_GOAL OF THE EXERCISE_. Once you have read the records, output them exactly.

_INPUT MATERIAL_.
○ ○ ○ ○ ○

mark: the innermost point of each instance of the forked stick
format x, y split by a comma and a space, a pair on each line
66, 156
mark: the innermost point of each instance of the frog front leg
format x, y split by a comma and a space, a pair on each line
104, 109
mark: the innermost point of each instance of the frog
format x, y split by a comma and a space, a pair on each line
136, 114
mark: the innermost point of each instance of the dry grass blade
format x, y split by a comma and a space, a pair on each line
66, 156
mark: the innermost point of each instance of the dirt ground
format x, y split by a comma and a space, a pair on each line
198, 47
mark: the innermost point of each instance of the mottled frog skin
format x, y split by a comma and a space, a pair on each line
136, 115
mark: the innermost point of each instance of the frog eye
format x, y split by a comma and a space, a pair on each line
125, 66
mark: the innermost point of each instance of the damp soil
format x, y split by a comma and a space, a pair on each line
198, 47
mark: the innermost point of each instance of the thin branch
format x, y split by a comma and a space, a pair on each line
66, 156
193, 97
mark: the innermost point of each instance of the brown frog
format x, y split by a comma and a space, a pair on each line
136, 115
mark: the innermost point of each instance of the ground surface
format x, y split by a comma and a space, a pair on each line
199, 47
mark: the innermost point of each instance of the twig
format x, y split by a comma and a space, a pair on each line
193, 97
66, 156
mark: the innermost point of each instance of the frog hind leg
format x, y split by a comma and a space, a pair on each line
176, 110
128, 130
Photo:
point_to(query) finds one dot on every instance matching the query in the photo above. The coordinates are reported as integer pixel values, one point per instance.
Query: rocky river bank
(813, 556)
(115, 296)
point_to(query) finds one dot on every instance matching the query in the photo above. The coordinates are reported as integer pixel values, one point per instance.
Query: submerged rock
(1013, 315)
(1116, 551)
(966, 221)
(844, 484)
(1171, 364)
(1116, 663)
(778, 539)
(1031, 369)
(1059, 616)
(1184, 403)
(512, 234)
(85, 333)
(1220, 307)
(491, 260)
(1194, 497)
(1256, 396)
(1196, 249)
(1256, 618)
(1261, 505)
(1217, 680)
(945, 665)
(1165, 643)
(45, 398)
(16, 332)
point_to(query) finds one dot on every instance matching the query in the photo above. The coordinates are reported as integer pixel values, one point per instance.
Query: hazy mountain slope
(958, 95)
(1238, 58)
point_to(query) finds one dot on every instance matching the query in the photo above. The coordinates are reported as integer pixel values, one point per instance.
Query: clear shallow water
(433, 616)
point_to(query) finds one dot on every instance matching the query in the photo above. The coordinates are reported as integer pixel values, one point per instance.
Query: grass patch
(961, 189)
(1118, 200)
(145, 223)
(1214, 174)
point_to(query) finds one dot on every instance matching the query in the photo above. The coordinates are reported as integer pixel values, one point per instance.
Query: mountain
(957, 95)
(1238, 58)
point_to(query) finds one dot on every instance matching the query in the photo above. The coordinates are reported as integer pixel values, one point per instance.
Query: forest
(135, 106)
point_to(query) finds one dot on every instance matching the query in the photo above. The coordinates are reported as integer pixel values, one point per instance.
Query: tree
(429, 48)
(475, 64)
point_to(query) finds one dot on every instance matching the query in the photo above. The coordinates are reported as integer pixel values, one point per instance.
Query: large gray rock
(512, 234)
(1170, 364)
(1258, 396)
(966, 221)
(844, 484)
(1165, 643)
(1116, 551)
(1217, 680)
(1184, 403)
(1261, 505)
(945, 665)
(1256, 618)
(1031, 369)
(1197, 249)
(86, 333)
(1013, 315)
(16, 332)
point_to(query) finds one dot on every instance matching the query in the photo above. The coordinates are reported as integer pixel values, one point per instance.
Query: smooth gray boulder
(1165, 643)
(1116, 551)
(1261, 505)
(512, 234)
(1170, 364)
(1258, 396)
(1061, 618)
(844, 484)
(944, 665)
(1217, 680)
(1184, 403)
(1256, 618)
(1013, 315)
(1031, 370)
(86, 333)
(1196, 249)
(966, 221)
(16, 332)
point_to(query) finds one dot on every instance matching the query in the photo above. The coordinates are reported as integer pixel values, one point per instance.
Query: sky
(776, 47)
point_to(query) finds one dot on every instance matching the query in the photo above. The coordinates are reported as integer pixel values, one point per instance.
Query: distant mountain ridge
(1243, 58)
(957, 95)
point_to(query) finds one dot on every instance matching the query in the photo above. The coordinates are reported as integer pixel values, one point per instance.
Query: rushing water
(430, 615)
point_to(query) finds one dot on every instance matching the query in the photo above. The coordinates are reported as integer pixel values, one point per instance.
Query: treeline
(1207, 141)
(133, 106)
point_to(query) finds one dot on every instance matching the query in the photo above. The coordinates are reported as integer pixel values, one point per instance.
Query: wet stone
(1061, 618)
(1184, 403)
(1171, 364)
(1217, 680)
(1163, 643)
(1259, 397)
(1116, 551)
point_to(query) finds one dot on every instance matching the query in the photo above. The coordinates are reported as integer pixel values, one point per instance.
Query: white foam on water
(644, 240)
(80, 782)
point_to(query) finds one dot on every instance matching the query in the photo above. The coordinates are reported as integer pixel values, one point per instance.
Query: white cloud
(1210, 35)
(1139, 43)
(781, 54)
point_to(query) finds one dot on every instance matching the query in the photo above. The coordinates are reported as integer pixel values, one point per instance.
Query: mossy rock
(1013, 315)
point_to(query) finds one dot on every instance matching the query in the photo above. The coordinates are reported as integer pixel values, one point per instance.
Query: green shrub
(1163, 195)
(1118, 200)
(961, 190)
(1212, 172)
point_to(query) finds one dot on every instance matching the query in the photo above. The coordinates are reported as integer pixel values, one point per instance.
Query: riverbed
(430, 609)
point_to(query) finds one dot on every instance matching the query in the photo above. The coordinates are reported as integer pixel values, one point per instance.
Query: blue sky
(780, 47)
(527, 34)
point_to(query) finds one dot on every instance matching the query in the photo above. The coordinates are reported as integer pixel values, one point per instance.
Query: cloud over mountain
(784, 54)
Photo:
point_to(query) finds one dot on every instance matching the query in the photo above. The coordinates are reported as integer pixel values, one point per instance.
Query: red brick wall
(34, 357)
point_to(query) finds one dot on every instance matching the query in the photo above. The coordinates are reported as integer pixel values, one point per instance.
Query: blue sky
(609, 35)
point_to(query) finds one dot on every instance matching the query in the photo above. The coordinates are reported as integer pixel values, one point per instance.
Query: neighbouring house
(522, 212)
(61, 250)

○ ○ ○ ○ ○

_RESULT_.
mark: the innermost point of each instance of the forked stick
format x, y split by a comma and a space, a pair on each line
66, 156
mark: the innermost point of each instance of the frog front leg
format x, y split by a comma and a space, a pair on each line
104, 109
mark: the innermost point of each instance of the frog
format x, y split by a comma and a space, a pair on each line
136, 114
mark: the innermost point of each instance of the dry grass blade
format x, y split by a comma and a space, a pair on each line
66, 156
mark: the innermost point of each instance of the dirt ground
format x, y split by a comma and a space, a pair on each line
198, 47
mark: the innermost point of each instance of the mottled frog skin
format x, y split by a comma and a space, a pair on each line
136, 115
mark: the innermost point of each instance of the frog eye
format x, y split by a comma and a space, a pair on each line
125, 66
mark: the innermost point of each instance of the damp soil
format x, y split by a comma and a space, a pair on each line
198, 47
mark: the innermost point of each instance of the thin branch
format x, y split by a comma and a space, a pair on each line
66, 156
193, 97
mark: the innermost point of each instance of the brown frog
format x, y split by a comma and a space, a pair on each line
136, 115
mark: the innermost point of each instance of the ground surface
format x, y split by a comma and a space, a pair on each line
199, 47
mark: the innermost point of each instance of the twig
format x, y split by a comma and a space, a pair on each line
193, 97
66, 156
mark: the innermost point of each instance of the frog hind leg
format x, y split by a comma and a space, a pair on each line
176, 110
128, 130
Photo:
point_to(query) finds one dot on every instance matching the query in the photo above. The coordinates are reported as integer pixel values, one point per instance.
Query: rocky river bank
(813, 556)
(115, 296)
point_to(query) finds one dot on every instance matching the query in the photo above. The coordinates are reported as integer pixel values, one point per instance.
Query: submerged rock
(1013, 315)
(1116, 551)
(966, 221)
(844, 484)
(1171, 364)
(1116, 663)
(778, 539)
(1031, 369)
(1059, 616)
(1184, 403)
(512, 234)
(85, 333)
(1220, 307)
(491, 260)
(1194, 497)
(1256, 396)
(1196, 249)
(1256, 618)
(1261, 505)
(1217, 680)
(945, 665)
(1165, 643)
(45, 398)
(16, 332)
point_to(query) finds one dot on every instance matching the query in the photo above. The coordinates are reported as integer pixel values, one point per instance.
Query: hazy mountain slope
(958, 95)
(1238, 58)
point_to(query) finds one dot on every instance matching the query in the photo above. The coordinates are reported as integer pixel values, one point per instance.
Query: clear shallow water
(433, 616)
point_to(query) finds one dot on every instance matching the query in the photo above. The coordinates are reported as integer pixel values, one point per instance.
Query: grass patch
(961, 189)
(1118, 200)
(145, 223)
(1214, 174)
point_to(query) finds one dot on every instance matching the query in the photo above. The coordinates are reported as integer pixel values, one point per instance.
Query: mountain
(957, 95)
(1238, 58)
point_to(query) finds one dot on every instance matching the query in the photo above. The coordinates are reported as integer pixel values, one point per instance.
Query: forest
(135, 106)
point_to(query) finds one dot on every instance matching the query in the photo above. The coordinates are reported as integer pixel values, one point per instance.
Query: tree
(429, 48)
(475, 64)
point_to(query) finds one dot on every instance matching the query in the photo above. The coordinates are reported as integer pixel values, one point per instance.
Query: large gray rock
(512, 234)
(1170, 364)
(1258, 396)
(966, 221)
(844, 484)
(1165, 643)
(1116, 551)
(1217, 680)
(1184, 403)
(1261, 505)
(945, 665)
(1256, 618)
(1031, 369)
(1197, 249)
(86, 333)
(1013, 315)
(16, 332)
point_to(query) finds one dot on every instance matching the query in the photo above. The coordinates are reported as integer pixel values, one point per instance.
Query: smooth gray boulder
(1165, 643)
(1116, 551)
(1261, 505)
(512, 234)
(1170, 364)
(1258, 396)
(1061, 618)
(844, 484)
(944, 665)
(1217, 680)
(1184, 403)
(1256, 618)
(1013, 315)
(1031, 370)
(86, 333)
(1196, 249)
(966, 221)
(16, 332)
point_to(query) finds one dot on every instance matching the query in the photo above. The coordinates are reported as integer pixel values, one point per instance.
Query: sky
(776, 47)
point_to(query) finds one dot on every instance matching the query in the photo above. The coordinates are reported as integer pixel values, one point per instance.
Query: distant mountain ridge
(1243, 58)
(957, 95)
point_to(query) finds one dot on every instance matching the query in the photo above. The coordinates are reported as integer pixel values, one point per instance.
Query: rushing water
(430, 615)
point_to(query) finds one dot on every instance matching the query in the photo above. The coordinates are reported as integer pixel values, one point per instance.
Query: treeline
(1207, 141)
(133, 106)
point_to(query) finds one dot on every instance matching the query in the photo above. The coordinates are reported as integer pixel values, one point per instance.
Query: wet stone
(1061, 618)
(1184, 403)
(1171, 364)
(1217, 680)
(1163, 643)
(1259, 397)
(1116, 551)
point_to(query) finds one dot on every instance matching the query in the photo above. The coordinates are reported as integer pixel values, one point per instance.
Query: white foam on water
(644, 240)
(80, 782)
point_to(query) finds one dot on every instance matching the query in the photo above. The coordinates are reported as integer pixel values, one point per instance.
Query: white cloud
(1210, 35)
(1139, 43)
(781, 54)
point_to(query) finds one dot on every instance matching the query in the photo above. The coordinates are reported as integer pixel values, one point per instance.
Query: mossy rock
(1013, 315)
point_to(query) finds one dot on every instance matching the query in the photo above. The coordinates are reported as integer pixel values, one point per instance.
Query: green shrub
(1163, 195)
(1118, 200)
(961, 190)
(1212, 172)
point_to(query) finds one dot on every instance matching the query in the photo above. The coordinates are reported as integer pixel values, one point per instance.
Query: riverbed
(430, 609)
point_to(query) finds one dot on every instance matching the query in the photo above. The coordinates are reported as integer pixel values, one point per instance.
Query: blue sky
(780, 47)
(527, 34)
point_to(query) finds one dot on every instance matching the query in the photo above. The coordinates are reported as integer pixel values, one point per instance.
Query: cloud over mountain
(784, 54)
Photo:
point_to(query) finds one dot on every instance matching the query in the photo above. The coordinates are reported as integer pixel values, one point per instance.
Query: red brick wall
(34, 357)
point_to(query) finds one dot on every instance matching the query in the photo above. The coordinates are reported as integer pixel values, one point per instance.
Query: blue sky
(609, 35)
point_to(query) finds one dot on every instance matching the query in the photo above. The coordinates are reported as integer pixel values, one point per instance.
Query: neighbouring house
(522, 212)
(61, 250)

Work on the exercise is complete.